§ Instructions to follow:
Output only the lines from the one holding "Target: man crouching in field" to the end of the data below, please, copied exactly.

::: Recorded data

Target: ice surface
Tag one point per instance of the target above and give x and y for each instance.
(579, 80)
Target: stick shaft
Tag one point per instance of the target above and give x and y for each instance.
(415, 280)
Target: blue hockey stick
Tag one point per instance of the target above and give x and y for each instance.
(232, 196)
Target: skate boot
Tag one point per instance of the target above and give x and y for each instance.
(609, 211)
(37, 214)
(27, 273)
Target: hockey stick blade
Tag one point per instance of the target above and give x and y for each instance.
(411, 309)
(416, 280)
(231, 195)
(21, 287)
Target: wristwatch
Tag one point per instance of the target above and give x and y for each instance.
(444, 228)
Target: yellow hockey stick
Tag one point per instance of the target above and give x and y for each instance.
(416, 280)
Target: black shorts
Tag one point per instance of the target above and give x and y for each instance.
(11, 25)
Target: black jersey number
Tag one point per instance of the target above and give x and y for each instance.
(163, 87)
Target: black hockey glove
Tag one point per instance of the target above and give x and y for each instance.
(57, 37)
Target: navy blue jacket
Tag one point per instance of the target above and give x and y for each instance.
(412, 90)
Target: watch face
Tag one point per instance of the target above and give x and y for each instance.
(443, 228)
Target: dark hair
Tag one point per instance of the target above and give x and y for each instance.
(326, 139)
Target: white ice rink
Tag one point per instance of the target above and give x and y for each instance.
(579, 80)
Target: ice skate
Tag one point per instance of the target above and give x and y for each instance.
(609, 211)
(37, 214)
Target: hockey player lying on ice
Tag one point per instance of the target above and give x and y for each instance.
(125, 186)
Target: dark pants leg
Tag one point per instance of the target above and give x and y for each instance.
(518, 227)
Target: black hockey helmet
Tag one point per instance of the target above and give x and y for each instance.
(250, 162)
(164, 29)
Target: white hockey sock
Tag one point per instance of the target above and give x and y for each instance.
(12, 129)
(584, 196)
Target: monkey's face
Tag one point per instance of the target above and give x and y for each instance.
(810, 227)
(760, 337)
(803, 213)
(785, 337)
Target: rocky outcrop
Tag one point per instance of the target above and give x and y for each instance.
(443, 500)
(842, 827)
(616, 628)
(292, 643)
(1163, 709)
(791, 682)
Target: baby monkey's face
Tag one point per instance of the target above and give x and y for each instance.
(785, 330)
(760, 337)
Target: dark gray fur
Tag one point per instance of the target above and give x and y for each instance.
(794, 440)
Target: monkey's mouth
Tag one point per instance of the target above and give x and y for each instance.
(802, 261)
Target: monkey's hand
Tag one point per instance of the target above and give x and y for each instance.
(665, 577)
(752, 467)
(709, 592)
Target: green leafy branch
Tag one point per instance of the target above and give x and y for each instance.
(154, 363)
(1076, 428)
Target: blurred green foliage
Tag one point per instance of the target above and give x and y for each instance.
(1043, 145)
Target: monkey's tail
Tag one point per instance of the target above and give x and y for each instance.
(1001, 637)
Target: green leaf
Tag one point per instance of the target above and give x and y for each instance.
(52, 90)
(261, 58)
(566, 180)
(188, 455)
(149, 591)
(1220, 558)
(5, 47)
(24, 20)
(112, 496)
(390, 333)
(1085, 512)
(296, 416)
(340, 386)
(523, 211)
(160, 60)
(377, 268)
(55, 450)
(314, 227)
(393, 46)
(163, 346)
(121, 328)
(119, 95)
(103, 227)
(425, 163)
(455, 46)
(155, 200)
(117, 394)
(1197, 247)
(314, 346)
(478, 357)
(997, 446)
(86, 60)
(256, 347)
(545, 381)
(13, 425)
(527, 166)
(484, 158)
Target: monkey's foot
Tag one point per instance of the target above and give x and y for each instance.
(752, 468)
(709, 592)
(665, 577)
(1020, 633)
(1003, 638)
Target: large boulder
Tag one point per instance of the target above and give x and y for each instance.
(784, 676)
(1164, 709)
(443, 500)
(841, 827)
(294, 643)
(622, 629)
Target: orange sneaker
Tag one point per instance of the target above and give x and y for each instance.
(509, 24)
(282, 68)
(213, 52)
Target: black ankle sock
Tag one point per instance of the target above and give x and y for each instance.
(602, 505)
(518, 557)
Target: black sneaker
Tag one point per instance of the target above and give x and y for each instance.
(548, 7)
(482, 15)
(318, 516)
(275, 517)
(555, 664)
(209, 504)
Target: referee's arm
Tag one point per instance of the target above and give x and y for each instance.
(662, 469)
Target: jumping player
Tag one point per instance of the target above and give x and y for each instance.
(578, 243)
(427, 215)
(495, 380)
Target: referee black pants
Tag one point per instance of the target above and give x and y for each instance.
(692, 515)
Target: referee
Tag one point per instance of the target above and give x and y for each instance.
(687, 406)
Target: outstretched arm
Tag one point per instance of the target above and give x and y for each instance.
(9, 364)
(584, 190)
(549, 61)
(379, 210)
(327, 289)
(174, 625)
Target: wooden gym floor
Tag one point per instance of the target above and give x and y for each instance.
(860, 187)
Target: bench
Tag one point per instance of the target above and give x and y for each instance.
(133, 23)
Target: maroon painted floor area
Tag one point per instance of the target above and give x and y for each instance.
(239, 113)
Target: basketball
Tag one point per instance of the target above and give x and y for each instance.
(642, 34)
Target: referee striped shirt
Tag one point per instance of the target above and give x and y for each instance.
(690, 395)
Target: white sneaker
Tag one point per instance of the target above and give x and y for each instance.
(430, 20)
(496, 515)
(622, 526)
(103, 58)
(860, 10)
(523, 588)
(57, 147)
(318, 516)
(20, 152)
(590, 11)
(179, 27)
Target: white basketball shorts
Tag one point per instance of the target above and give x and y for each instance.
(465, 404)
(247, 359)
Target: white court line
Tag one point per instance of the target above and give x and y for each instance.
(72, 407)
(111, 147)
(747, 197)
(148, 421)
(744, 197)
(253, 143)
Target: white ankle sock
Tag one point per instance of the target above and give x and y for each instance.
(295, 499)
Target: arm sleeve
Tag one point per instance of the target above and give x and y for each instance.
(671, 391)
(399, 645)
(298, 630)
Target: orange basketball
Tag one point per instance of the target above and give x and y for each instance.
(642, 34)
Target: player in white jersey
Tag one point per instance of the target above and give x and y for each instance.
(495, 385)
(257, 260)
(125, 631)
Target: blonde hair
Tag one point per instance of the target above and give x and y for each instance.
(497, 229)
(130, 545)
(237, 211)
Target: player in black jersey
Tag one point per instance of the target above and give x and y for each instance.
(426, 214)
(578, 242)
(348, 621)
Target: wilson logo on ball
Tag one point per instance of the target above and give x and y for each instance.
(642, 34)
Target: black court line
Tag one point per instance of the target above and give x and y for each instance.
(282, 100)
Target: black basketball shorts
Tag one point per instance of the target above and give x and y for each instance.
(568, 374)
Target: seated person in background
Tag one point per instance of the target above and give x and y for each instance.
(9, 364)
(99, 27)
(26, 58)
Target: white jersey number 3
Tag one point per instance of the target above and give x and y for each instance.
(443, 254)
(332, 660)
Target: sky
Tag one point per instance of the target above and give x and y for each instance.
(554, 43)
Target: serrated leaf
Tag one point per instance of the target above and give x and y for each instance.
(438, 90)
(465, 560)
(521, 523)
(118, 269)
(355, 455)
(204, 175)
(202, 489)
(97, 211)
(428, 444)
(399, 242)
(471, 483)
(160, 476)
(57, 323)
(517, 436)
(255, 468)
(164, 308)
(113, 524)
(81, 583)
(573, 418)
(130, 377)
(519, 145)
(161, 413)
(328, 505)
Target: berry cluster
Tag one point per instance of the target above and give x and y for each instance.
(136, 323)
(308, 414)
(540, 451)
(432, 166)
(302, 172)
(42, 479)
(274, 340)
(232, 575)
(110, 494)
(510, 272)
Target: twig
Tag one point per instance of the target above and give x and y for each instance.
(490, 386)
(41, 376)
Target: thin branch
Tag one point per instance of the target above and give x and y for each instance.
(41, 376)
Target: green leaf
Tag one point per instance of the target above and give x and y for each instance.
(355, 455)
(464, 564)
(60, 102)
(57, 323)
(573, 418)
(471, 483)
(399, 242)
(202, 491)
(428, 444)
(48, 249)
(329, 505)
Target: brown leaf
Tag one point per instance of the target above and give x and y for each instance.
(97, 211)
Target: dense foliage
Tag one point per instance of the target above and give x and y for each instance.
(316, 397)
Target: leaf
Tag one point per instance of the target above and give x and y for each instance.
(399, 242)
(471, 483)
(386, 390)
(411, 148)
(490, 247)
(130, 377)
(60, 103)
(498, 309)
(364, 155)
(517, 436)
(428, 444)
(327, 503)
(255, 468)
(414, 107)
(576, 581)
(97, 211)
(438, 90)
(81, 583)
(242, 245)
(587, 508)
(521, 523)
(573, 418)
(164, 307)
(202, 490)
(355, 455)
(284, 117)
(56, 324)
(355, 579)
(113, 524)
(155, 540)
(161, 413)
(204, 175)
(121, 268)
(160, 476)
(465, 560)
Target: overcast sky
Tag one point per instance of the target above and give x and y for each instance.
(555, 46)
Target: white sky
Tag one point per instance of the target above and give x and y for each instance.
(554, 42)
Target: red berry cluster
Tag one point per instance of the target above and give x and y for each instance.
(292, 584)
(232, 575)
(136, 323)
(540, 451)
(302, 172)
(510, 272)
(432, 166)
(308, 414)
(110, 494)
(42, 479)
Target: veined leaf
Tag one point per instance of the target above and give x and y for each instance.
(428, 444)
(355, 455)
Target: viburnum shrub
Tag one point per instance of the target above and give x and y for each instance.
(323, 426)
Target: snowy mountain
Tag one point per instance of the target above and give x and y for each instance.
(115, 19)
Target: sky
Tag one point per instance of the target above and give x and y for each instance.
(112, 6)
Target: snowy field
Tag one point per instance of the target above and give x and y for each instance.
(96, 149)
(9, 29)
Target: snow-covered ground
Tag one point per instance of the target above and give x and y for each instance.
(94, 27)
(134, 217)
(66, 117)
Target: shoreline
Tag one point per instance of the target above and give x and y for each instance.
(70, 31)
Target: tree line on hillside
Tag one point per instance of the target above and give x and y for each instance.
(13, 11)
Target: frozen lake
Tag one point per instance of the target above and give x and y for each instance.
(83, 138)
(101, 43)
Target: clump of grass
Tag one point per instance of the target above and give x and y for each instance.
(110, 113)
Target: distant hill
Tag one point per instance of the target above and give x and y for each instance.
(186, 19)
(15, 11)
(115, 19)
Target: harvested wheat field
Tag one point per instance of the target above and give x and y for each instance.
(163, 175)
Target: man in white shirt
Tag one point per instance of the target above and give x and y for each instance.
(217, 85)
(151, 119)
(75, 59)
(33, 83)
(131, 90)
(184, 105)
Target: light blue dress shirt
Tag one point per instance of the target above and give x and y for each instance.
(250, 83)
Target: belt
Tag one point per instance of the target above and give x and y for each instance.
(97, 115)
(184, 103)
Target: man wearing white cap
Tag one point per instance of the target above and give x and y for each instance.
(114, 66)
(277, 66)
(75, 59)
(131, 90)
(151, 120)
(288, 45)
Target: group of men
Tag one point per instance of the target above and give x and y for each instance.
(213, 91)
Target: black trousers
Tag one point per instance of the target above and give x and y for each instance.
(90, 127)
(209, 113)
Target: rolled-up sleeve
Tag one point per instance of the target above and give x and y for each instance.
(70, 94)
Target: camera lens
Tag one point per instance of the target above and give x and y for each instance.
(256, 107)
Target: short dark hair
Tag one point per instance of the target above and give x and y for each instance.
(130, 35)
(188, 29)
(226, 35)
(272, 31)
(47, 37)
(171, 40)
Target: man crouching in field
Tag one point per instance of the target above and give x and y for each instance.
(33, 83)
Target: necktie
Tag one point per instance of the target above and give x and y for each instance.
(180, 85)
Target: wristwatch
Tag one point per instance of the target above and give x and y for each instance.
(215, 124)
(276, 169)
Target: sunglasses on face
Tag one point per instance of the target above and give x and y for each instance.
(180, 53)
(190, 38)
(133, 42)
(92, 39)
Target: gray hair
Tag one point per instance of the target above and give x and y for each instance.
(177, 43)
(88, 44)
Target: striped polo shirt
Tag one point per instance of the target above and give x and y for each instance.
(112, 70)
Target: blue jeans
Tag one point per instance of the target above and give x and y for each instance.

::::::

§ Response to the exercise:
Target: man crouching in field
Tag one point per instance of the target above and give x and y for each instance.
(33, 83)
Target: necktie
Tag one point per instance of the target above and give x and y for each instance.
(180, 85)
Target: wristwatch
Tag one point per instance of the target above and give x and y for each instance.
(215, 124)
(276, 169)
Target: sunglasses on face
Tag one point per instance of the target above and give x and y for each instance.
(180, 53)
(190, 38)
(133, 42)
(92, 39)
Target: gray hair
Tag one point per instance of the target above and give x and y for each instance.
(177, 43)
(88, 44)
Target: striped polo shirt
Tag one point per instance of the target above and give x and y for each instance.
(112, 70)
Target: blue jeans
Tag one point per instance of the target above and give x and y for each instance.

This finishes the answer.